[課題の内容]: 「Where can the banner」を含む行から項目の最後までの部分だけを、依頼文も含めてもう一度書き出し、答えの座標の数値をすべて0.95倍に縮小して整数に四捨五入してください。依頼文と書式見本の数値はそのままにします。

==== 提供された資料 ====

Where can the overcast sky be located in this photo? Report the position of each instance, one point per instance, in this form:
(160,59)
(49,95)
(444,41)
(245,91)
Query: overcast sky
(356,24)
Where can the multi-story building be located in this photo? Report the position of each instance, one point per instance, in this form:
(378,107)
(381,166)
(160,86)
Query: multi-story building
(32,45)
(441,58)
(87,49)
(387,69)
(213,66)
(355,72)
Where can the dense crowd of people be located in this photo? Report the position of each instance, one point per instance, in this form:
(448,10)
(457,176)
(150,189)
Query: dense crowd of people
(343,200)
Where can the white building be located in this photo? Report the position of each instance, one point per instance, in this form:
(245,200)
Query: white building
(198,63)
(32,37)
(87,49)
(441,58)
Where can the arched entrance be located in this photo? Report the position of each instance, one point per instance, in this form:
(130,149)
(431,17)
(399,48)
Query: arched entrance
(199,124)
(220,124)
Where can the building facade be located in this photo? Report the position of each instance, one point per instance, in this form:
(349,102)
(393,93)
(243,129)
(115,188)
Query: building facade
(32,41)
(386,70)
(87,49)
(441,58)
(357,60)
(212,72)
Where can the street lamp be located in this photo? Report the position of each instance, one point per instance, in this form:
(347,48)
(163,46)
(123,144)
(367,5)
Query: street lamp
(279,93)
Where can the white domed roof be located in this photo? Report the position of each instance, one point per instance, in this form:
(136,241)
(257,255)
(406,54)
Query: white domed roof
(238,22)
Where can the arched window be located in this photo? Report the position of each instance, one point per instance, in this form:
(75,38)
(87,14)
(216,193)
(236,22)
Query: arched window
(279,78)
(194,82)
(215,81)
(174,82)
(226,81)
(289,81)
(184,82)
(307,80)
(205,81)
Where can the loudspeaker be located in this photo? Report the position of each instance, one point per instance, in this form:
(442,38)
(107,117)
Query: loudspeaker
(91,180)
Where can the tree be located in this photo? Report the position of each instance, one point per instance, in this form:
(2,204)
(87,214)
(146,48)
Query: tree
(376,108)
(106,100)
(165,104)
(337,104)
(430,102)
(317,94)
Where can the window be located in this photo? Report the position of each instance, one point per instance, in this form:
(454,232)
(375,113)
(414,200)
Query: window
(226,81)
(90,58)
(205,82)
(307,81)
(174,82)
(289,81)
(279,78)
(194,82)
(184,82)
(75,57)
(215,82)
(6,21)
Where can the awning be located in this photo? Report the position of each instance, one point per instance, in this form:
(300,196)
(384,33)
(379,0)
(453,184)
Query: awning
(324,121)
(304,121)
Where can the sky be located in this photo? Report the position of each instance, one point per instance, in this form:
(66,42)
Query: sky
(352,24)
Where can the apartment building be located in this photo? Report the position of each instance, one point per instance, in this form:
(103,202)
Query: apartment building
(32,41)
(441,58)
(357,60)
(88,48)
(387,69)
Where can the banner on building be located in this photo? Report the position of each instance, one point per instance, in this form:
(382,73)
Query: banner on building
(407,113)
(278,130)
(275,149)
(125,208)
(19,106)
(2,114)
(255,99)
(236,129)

====

[回答]:
Where can the banner on building be located in this photo? Report the position of each instance, one point per instance, in this form:
(382,73)
Query: banner on building
(387,107)
(264,124)
(261,142)
(119,198)
(18,101)
(2,108)
(242,94)
(224,123)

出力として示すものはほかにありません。